BEGIN Extract to read

On 20.12.2022 09:19, Jan Beulich wrote:
> On 20.12.2022 02:07, Demi Marie Obenour wrote:
>> get_page_from_l1e() relied on Xen's choice of PAT, which is brittle in
>> the face of future PAT changes.  Instead, compute the actual cacheability
>> used by the CPU and switch on that, as this will work no matter what PAT
>> Xen uses.
>>
>> No functional change intended.  This code is itself questionable and may
>> be removed in the future, but removing it would be an observable
>> behavior change and so is out of scope for this patch series.
>>
>> Signed-off-by: Demi Marie Obenour <demi@invisiblethingslab.com>
>> ---
>> Changes since v4:
>> - Do not add new pte_flags_to_cacheability() helper, as this code may be
>>   removed in the near future and so adding a new helper for it is a bad
>>   idea.
>> - Do not BUG() in the event of an unexpected cacheability.  This cannot
>>   happen, but it is simpler to force such types to UC than to prove that
>>   the BUG() is not reachable.
>>
>> Changes since v3:
>> - Compute and use the actual cacheability as seen by the processor.
>>
>> Changes since v2:
>> - Improve commit message.

END Extract to read
BEGIN Material

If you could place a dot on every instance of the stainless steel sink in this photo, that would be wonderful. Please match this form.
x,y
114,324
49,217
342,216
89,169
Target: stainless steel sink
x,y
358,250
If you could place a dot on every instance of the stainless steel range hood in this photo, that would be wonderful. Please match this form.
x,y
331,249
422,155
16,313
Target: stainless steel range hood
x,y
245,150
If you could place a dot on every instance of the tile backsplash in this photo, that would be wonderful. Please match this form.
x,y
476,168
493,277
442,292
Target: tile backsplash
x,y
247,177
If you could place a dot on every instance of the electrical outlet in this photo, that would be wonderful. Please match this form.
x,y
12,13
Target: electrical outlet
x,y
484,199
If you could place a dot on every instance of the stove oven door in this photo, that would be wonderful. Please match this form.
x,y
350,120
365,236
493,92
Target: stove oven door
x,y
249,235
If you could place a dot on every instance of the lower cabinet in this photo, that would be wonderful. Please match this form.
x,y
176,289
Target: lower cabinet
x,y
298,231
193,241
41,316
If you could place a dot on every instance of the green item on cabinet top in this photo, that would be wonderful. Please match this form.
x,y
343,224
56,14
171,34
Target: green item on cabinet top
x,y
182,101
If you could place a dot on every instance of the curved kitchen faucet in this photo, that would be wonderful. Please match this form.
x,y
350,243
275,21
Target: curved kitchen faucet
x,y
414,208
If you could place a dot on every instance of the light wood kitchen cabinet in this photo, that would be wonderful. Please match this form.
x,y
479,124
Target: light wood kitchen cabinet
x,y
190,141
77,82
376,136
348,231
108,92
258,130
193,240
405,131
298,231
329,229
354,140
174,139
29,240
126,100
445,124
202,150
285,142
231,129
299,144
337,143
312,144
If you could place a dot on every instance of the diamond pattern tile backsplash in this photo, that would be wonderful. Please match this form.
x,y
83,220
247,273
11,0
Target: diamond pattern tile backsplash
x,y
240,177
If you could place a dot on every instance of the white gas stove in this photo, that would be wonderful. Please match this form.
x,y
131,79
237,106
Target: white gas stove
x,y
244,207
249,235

END Material

Required work:
- 1) Give again the part of the patch email that opens with the words containing "On 20.12.2022 09:19, Jan" and closes with "this patch series.".
- 2) Answer these questions using the patch email.
(a) Who wrote the message dated 20.12.2022 at 09:19?
(b) Which helper does the list of changes since v4 say was not added?
(c) What change is listed since v2?
- 3) Pick up the patch email from where it stops and continue it.

Outputs by task:
- 1)
On 20.12.2022 09:19, Jan Beulich wrote:
> On 20.12.2022 02:07, Demi Marie Obenour wrote:
>> get_page_from_l1e() relied on Xen's choice of PAT, which is brittle in
>> the face of future PAT changes.  Instead, compute the actual cacheability
>> used by the CPU and switch on that, as this will work no matter what PAT
>> Xen uses.
>>
>> No functional change intended.  This code is itself questionable and may
>> be removed in the future, but removing it would be an observable
>> behavior change and so is out of scope for this patch series.

- 2)
(a) Jan Beulich
(b) pte_flags_to_cacheability()
(c) The commit message was improved.

- 3)
>> ---
>>  xen/arch/x86/mm.c | 14 ++++++++------
>>  1 file changed, 8 insertions(+), 6 deletions(-)
>>
>> diff --git a/xen/arch/x86/mm.c b/xen/arch/x86/mm.c
>> index 78b1972e4170cacccc9c37c6e64e76e66a7da87f..dba6c77ef2f7ed7fcb7f7e526583ccadd35e62cc 100644
>> --- a/xen/arch/x86/mm.c
>> +++ b/xen/arch/x86/mm.c
>> @@ -959,14 +959,16 @@ get_page_from_l1e(
>>              flip = _PAGE_RW;
>>          }
>>  
>> -        switch ( l1f & PAGE_CACHE_ATTRS )
>> +        switch ( 0xFF & (XEN_MSR_PAT >> (8 * pte_flags_to_cacheattr(l1f))) )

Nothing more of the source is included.